#### [Detalhes da tarefa]
Transcreva do texto sobre a Diamang o trecho que começa em "Os primeiros anos" e vai até "de ‘brancos e indígenas’.", inclusive.

Realizou-se assim, em parte, uma das velhas aspirações da Diamang, que era a de colonizar a região das minas com indígenas de outros distritos...
Essa ideia, já antiga de bastantes anos tinha tido origem em dois motivos. Um deles era o aumento da população da região. O outro era o de opor à grande massa de Quiocos insubmissos e rebeldes que povoam a região das minas, núcleos importantes de indígenas de raça diferente que em caso de revolta pudesse contê-los em respeito, ou mesmo absorção ou repulsão, fosse integrando em si parte dos elementos quiocos e afastando para longe a parte não integrável ou assimilável aos hábitos de trabalho, tão pouco características daquela raça de guerreiros e caçadores que do sul tinham vindo a expandir-se pela Lunda adentro ocupando terras e avassalando escravos”[55].

Os primeiros anos de exploração envolvem portanto as questões do trabalho (discussão em torno do contrato[56]), e das categorias de trabalhadores a empregar, da mobilização de todo o trabalho disponível, por exemplo o trabalho das mulheres e das crianças, a baixo custo, alimentação e saúde dos trabalhadores. Dos relatórios passam a constar os números de trabalhadores contratados divididos nas categorias de ‘brancos e indígenas’.

Quadro nº 1

ANOS
TRABALHADORES
       BRANCOS
TRABALHADORES
    INDÍGENAS
OBS.

#### [Extrato de dados]
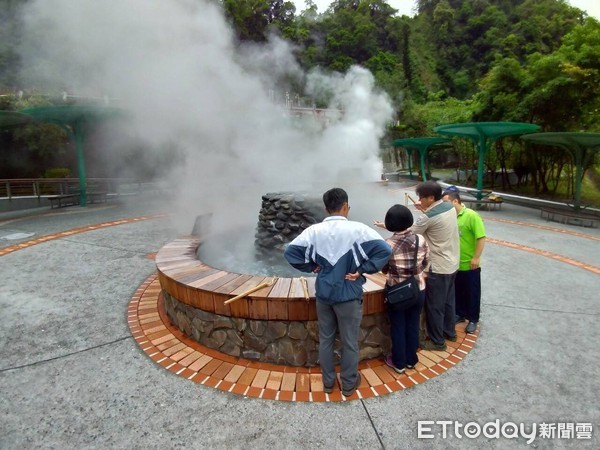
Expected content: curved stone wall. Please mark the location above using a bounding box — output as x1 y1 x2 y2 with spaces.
156 237 390 367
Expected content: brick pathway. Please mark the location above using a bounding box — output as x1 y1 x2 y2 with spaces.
127 275 479 402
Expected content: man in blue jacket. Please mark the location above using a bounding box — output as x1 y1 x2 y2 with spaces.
285 188 392 397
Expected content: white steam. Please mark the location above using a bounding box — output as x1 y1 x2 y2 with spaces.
18 0 392 232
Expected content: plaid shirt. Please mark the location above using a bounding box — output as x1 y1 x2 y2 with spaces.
381 230 429 290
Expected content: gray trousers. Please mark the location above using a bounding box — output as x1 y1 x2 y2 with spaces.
317 299 362 390
425 272 456 345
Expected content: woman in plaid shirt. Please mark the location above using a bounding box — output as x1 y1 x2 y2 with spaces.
382 205 429 373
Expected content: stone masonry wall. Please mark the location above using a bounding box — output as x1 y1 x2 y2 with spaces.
255 193 326 256
163 290 391 367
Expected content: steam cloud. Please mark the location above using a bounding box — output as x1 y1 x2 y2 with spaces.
18 0 393 228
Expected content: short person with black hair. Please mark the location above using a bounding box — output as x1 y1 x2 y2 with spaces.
382 205 429 373
284 188 392 397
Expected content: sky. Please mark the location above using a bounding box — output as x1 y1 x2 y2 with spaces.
293 0 600 19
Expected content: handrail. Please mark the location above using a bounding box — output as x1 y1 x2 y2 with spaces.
0 178 147 200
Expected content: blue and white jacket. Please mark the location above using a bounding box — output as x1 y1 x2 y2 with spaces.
285 216 392 304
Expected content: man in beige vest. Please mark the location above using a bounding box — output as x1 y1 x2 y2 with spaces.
412 181 460 350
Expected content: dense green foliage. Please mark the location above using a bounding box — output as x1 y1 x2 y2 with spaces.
0 0 600 202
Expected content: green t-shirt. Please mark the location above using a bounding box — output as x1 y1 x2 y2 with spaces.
457 206 485 270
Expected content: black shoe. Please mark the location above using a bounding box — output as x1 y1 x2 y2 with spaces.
420 340 447 351
465 322 477 333
342 372 362 397
383 355 406 373
444 333 457 342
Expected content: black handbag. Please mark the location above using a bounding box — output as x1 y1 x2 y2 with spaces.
384 235 420 311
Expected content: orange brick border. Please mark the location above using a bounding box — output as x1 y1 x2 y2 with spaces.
127 274 479 402
0 210 600 401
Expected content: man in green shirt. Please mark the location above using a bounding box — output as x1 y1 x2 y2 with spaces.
443 186 485 333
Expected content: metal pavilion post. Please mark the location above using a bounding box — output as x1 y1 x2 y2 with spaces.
406 148 413 180
474 132 487 200
419 147 429 181
574 144 585 211
72 121 87 206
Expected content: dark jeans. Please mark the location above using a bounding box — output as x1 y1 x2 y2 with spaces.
454 267 481 322
388 290 425 369
425 272 456 345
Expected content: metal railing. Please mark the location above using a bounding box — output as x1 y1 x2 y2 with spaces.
0 178 148 200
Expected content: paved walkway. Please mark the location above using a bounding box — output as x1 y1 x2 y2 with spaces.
0 192 600 449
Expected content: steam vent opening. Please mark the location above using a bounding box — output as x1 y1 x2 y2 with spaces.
156 192 391 367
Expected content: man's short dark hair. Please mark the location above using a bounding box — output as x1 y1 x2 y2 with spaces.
385 205 414 233
323 188 348 214
416 181 442 202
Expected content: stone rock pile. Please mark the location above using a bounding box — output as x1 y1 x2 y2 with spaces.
255 193 326 257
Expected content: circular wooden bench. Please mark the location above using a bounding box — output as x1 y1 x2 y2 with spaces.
156 236 390 366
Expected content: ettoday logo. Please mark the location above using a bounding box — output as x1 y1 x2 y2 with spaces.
417 419 593 444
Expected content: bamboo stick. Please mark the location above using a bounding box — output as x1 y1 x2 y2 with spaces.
300 277 310 301
223 277 278 305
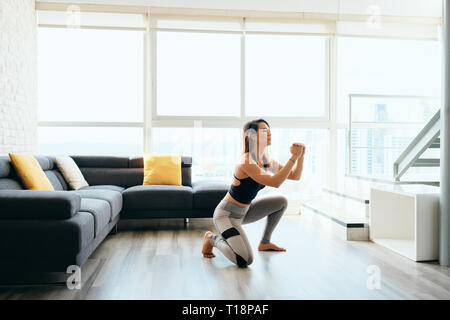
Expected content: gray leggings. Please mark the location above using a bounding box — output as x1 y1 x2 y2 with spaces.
211 195 288 267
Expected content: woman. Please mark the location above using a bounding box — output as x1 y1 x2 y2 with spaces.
202 119 305 267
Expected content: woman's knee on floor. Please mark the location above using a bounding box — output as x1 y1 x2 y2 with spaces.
276 195 289 210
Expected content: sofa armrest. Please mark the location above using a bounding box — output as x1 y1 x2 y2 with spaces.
0 190 81 220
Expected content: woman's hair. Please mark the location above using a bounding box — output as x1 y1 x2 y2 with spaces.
242 119 270 168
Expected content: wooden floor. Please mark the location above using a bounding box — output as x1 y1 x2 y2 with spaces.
0 212 450 299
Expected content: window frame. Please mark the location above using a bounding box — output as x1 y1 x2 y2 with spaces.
36 7 441 185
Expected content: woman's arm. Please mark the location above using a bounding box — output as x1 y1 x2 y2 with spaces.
241 154 300 188
269 145 305 180
269 157 303 180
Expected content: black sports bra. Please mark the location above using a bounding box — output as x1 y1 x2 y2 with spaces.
228 165 266 204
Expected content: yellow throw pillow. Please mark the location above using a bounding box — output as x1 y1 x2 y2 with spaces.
9 153 55 190
143 155 181 186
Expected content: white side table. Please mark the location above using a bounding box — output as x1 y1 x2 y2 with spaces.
369 184 439 261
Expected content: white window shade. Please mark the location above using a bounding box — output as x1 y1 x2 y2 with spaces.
150 15 242 32
336 18 439 39
37 10 145 29
245 18 334 34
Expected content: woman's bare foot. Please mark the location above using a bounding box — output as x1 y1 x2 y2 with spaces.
258 242 286 251
202 231 216 258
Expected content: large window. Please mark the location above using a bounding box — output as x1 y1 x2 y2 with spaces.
337 37 441 122
38 127 143 156
38 28 144 122
245 34 327 117
38 27 144 154
34 11 441 196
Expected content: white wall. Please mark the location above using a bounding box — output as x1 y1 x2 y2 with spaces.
0 0 37 155
37 0 442 17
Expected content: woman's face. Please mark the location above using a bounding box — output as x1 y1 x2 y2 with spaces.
258 122 272 148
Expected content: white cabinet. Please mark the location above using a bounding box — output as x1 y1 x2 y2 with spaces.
369 184 439 261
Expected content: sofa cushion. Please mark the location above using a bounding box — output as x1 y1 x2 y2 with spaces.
55 156 89 190
192 180 230 209
80 198 111 237
79 184 125 192
9 153 55 190
0 212 94 256
67 189 122 220
122 185 192 210
142 154 181 186
128 156 192 187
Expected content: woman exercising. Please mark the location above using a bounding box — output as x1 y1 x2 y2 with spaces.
202 119 305 267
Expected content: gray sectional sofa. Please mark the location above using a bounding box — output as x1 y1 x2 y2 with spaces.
0 155 229 272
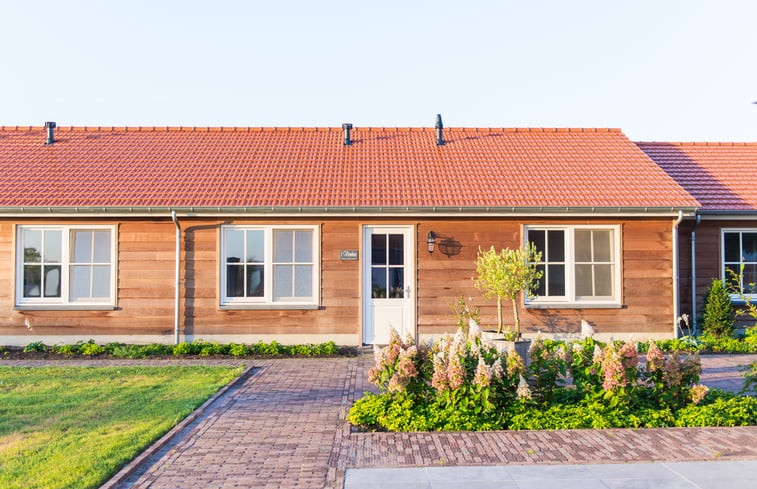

#### [Exercício resolvido]
Os primeiros anos de exploração envolvem portanto as questões do trabalho (discussão em torno do contrato[56]), e das categorias de trabalhadores a empregar, da mobilização de todo o trabalho disponível, por exemplo o trabalho das mulheres e das crianças, a baixo custo, alimentação e saúde dos trabalhadores. Dos relatórios passam a constar os números de trabalhadores contratados divididos nas categorias de ‘brancos e indígenas’.